**WHAT THE TASK ASKS:** Repeat word for word the stretch of the items below from the line containing "Question: Identify the bounding box of the blue" through the end of the items.

+++ AVAILABLE DATA

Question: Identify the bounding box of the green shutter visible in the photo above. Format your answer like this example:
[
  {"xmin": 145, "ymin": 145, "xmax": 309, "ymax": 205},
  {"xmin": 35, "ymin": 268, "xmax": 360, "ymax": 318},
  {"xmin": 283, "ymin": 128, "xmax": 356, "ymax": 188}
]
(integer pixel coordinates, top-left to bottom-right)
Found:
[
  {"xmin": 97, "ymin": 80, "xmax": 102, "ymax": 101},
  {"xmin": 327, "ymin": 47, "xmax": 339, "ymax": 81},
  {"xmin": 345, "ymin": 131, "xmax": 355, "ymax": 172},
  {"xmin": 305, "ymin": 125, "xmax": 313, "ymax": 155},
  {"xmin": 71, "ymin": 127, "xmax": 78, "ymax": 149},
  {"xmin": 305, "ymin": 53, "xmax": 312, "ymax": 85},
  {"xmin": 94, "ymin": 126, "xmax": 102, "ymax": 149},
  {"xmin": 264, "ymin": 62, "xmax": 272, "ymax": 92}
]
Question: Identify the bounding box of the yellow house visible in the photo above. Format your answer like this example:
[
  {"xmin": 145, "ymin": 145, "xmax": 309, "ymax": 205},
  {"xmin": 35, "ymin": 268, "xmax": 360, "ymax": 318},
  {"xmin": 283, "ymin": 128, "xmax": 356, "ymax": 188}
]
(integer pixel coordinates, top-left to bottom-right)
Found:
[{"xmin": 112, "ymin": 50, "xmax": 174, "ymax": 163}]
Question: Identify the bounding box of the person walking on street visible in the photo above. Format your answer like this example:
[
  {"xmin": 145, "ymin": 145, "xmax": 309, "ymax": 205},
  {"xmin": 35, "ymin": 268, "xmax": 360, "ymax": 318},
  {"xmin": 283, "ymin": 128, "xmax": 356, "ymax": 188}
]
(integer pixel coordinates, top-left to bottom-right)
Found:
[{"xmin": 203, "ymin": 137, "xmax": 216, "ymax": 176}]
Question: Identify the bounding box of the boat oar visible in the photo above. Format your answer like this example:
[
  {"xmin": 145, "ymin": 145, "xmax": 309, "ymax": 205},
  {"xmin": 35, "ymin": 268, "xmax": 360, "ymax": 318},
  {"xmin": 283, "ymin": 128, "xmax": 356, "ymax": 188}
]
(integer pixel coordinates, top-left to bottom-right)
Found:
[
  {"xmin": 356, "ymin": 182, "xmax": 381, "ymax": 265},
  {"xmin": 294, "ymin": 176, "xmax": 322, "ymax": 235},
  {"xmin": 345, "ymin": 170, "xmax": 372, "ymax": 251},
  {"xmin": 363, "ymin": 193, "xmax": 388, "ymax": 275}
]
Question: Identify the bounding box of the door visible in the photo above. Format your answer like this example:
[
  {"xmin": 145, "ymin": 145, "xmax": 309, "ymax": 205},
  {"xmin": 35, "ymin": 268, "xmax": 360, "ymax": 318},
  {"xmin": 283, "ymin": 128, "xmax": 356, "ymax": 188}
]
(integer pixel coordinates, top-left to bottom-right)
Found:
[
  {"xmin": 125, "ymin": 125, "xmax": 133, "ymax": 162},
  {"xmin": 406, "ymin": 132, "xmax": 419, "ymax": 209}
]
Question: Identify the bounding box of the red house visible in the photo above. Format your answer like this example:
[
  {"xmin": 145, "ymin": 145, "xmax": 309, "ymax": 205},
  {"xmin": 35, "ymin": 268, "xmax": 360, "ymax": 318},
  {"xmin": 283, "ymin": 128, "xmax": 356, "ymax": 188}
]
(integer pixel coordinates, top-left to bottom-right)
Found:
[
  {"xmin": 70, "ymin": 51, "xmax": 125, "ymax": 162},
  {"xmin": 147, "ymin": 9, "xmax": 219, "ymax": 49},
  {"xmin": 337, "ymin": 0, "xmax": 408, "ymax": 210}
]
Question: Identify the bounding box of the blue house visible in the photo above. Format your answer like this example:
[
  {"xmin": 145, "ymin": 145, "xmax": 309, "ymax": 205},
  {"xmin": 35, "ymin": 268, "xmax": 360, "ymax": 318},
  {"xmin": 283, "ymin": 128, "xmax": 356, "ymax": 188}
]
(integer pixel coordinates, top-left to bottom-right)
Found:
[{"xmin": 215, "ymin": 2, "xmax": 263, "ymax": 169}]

++++++

**SOLUTION FOR THIS TASK:**
Question: Identify the bounding box of the blue house visible in the photo above. Format your answer like this example:
[
  {"xmin": 145, "ymin": 145, "xmax": 309, "ymax": 205},
  {"xmin": 35, "ymin": 268, "xmax": 360, "ymax": 318},
  {"xmin": 283, "ymin": 128, "xmax": 356, "ymax": 188}
]
(integer pixel coordinates, top-left to bottom-right)
Found:
[{"xmin": 215, "ymin": 2, "xmax": 263, "ymax": 169}]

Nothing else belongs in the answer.